▸ TASK STATEMENT: Return the complete listing exactly as it reads, with each picture removed.

▸ EXTRACTED RECORDS:
━━━━━━━━
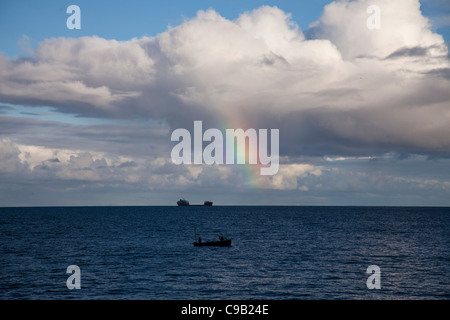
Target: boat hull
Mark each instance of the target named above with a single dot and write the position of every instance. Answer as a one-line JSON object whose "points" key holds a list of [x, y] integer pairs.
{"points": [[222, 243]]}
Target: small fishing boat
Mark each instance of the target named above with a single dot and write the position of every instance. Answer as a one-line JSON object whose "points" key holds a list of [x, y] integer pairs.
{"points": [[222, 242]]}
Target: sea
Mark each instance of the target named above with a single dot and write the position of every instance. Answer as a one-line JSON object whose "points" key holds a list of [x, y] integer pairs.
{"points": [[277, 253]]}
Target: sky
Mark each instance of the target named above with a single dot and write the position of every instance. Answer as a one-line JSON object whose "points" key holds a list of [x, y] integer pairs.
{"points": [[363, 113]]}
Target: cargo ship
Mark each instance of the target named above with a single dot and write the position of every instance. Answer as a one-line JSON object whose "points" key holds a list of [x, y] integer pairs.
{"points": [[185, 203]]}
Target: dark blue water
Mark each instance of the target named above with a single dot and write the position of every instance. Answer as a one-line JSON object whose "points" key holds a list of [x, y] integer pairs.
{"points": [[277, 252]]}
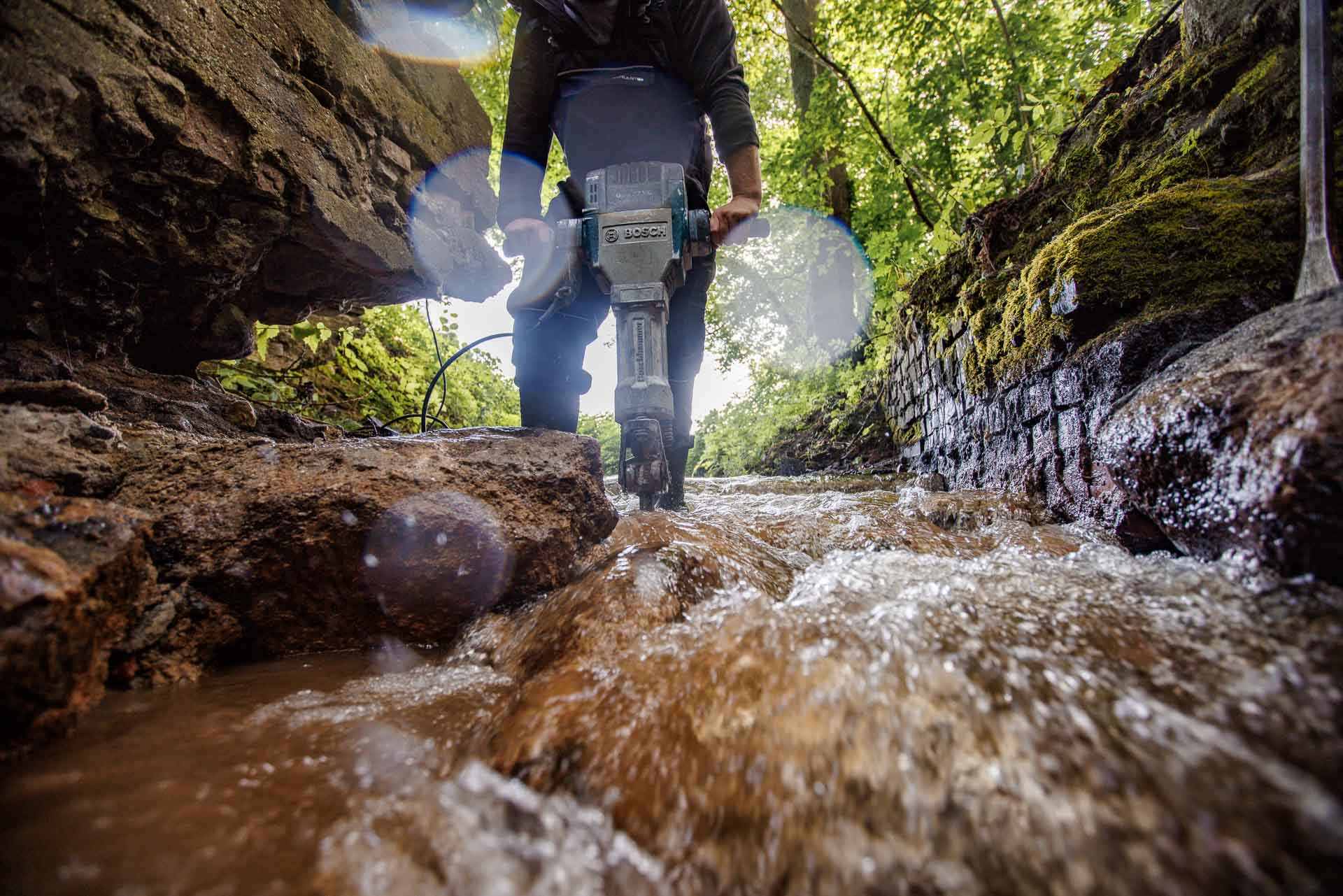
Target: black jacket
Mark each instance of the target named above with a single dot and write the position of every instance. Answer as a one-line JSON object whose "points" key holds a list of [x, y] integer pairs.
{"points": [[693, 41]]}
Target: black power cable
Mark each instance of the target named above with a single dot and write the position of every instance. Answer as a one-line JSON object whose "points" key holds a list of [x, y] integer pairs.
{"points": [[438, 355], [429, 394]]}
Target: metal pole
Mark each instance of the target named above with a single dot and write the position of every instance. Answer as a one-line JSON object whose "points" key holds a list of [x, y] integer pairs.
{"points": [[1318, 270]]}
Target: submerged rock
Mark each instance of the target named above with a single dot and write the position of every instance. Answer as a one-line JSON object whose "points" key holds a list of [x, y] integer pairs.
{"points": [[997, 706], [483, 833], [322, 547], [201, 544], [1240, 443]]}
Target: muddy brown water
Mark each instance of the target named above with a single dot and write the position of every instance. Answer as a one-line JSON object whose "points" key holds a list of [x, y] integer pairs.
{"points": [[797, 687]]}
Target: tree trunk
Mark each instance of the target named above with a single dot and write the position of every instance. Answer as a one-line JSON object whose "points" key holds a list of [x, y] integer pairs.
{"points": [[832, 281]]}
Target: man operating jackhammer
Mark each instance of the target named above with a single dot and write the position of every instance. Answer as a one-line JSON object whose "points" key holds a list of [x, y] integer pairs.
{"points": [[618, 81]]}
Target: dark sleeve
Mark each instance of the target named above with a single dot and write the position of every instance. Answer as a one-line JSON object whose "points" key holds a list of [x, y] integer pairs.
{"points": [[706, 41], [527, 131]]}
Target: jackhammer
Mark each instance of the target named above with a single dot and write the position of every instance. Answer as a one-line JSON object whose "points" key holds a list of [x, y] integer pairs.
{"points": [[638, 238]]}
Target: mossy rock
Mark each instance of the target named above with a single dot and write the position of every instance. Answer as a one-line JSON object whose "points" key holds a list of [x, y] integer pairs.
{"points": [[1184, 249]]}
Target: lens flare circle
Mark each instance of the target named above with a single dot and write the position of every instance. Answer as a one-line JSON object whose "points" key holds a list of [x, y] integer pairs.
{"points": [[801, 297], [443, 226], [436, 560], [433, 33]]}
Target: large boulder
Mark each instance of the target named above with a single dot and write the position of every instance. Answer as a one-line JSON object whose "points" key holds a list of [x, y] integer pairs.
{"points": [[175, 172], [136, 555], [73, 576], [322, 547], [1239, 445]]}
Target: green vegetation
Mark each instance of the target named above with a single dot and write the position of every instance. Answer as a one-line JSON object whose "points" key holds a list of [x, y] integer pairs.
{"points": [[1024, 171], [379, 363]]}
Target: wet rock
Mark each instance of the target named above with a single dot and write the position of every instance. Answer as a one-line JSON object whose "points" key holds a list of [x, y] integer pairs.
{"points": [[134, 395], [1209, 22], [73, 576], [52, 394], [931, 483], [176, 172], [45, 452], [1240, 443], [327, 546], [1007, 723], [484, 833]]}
━━━━━━━━
▸ OUTPUT FOR THIS TASK:
Target: boat hull
Mark each instance of the target named above with a single dot and write the position of every instance. Answer as a one-line JSON object whose "points" key holds a list of [x, y] integer pairs.
{"points": [[222, 243]]}
Target: small fishing boat
Mark each instance of the target named above with a single dot and write the position of every instance. Answer as a one-line JSON object whose "points" key holds a list of [x, y] integer pairs.
{"points": [[222, 242]]}
Target: sea
Mark each instance of the target named above with a single dot and write the position of every instance. Answer as a one-line JSON object whose "points" key holds a list of [x, y] integer pairs.
{"points": [[277, 253]]}
Target: sky
Mark each instance of the target named above with a single dot and write the position of every instance. Answer as a one-line JSON object whose "points" key holds a list of [x, y] integer pairs.
{"points": [[363, 113]]}
Target: cargo ship
Mark each instance of the target named above with a single dot and write the position of every instance. Answer as a one-line JSON object whose "points" key holds a list of [x, y] integer pairs.
{"points": [[185, 203]]}
Target: dark blue water
Mark each instance of the target named above with a single dot and write the position of every instance. Answer as a one-line JSON object whose "points" key holds a list of [x, y] integer pairs.
{"points": [[277, 252]]}
Target: black jacket
Mark each instance of the target named above with a single dot and write the position of every instance. Answer as a one-line JSON object whose "points" key holds a list of [x, y] integer pairs.
{"points": [[693, 41]]}
Target: black power cable
Mark each instance of the target named above with a single dot and write the position of every instance. Answer as a one-line JSON object whose "points" key holds a list of [x, y] integer pairs.
{"points": [[438, 355], [429, 394]]}
Target: metal pole
Mark each instance of the target named above with a single dot and write the position of every instance. Answer as a one-line JSON object whose "points" key holds a list of [x, y] integer pairs.
{"points": [[1318, 270]]}
Target: submerged rock
Mark each instance of the target named above with a single dot and write the position of every instance. Answer as a one-line JSON object whose "points" key holds a list of [x, y] integer pairs.
{"points": [[997, 706], [483, 833], [322, 547], [201, 544], [1240, 443]]}
Target: muddy brown water
Mark each instance of the target named above with a single dot and write the position of every instance. Answer as a one-line JSON object whose "points" key holds a list of [x, y] integer pairs.
{"points": [[797, 687]]}
Target: tree trunk
Mark each instance of the target named above with a single dot and write the position of every instance. Answer as a one-line JSON object whose "points" key holds a list of [x, y] integer pairs.
{"points": [[832, 281]]}
Target: man operating jackhammer
Mark each instance of the target named above with a single dot and write the position of every instance. Answer as a one-line JSON object whose "points" key holds a list of [x, y] integer pairs.
{"points": [[618, 81]]}
Target: dark sleeve
Mark each instance of the target named above with a single dot and write the position of every instance. Answer as a one-line JSON object whose "points" key holds a list of [x, y] integer pairs.
{"points": [[706, 41], [527, 131]]}
Target: jackhammer
Mark each instance of the target named above with a single dot and write the position of every instance. Answer as a one-line JSON object whose "points" key holds a list of [x, y] integer pairs.
{"points": [[638, 238]]}
Target: mossy rock
Mark each instance of the target named above with a single dot and write the position of every instance. Answer as a one-line JSON object whose "points" key holds a list of [x, y] integer pairs.
{"points": [[1184, 249]]}
Target: lens flare circle
Mark each instance of the target named above with a single dot and write the position of every instance. Answer as a one-line JSON object whose "points" key holds a list of [x, y] integer pairs.
{"points": [[801, 297], [443, 226], [436, 560], [433, 33]]}
Target: large boulder
Mark each instance of the target named above with a single dot and write the position of every instance. Answer as a one-line JSON object whose "points" key holds a list of [x, y] integer pairs.
{"points": [[175, 172], [136, 555], [73, 576], [322, 547], [1239, 445]]}
Target: green vegetation
Mark each instance of the target named above with a single dot and write the position of every instance. Answer as a one-line JSON object whose "points" key holds a list of [x, y] integer pairs.
{"points": [[1024, 171], [379, 363]]}
Target: wet rock
Mark each instance of the target named above with a single dot and write the position of every instance. Answer as a one-line JSON object whose "points" key holds a list of [x, y] integer pairs.
{"points": [[134, 395], [1209, 22], [73, 576], [52, 394], [931, 483], [176, 172], [45, 452], [1240, 443], [327, 546], [1007, 723], [484, 833]]}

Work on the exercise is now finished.